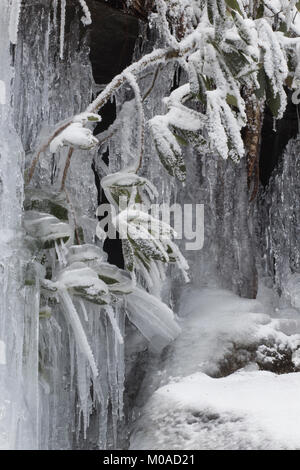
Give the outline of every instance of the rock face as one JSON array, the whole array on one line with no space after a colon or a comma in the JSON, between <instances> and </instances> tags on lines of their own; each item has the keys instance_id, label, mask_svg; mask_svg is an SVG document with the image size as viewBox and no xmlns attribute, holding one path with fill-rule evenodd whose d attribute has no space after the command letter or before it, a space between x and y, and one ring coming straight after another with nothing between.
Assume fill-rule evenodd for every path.
<instances>
[{"instance_id":1,"label":"rock face","mask_svg":"<svg viewBox=\"0 0 300 470\"><path fill-rule=\"evenodd\" d=\"M92 16L90 58L97 84L109 83L131 62L138 36L138 19L114 8L117 2L87 2ZM112 5L112 6L109 6Z\"/></svg>"},{"instance_id":2,"label":"rock face","mask_svg":"<svg viewBox=\"0 0 300 470\"><path fill-rule=\"evenodd\" d=\"M299 138L288 143L260 198L264 270L283 296L289 277L300 273L299 149Z\"/></svg>"}]
</instances>

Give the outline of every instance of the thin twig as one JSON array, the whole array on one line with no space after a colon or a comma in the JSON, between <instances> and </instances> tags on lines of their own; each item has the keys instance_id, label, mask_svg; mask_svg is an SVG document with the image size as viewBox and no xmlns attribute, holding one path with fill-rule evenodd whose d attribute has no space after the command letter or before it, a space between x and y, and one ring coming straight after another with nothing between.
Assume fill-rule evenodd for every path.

^^^^

(TASK STATEMENT): Gather each line of the listing that holds the string "command".

(YOUR SOLUTION):
Give the outline of every instance of the rock face as one JSON array, the whole array on one line with no space after a colon or a comma in the JSON, between <instances> and </instances> tags on lines of their own; each item has the keys instance_id, label, mask_svg; mask_svg is an SVG document with the image size as viewBox and no xmlns attribute, holding one path with fill-rule evenodd whose d attribute has no space after the command letter or before it, a space between x and y, and one ring coming straight after another with nothing between.
Give the outline of every instance of the thin twig as one JSON array, the whole array on one line with no space after a colon or a comma in the JSON, between <instances> and </instances> tags on lines of their own; each item has the keys instance_id, label, mask_svg; mask_svg is an SVG document with the image size as viewBox and no xmlns attribute, holding one path with fill-rule evenodd whose d attribute has no space after the command letter or before it, a space between x and y, and one ring coming straight after another with nothing between.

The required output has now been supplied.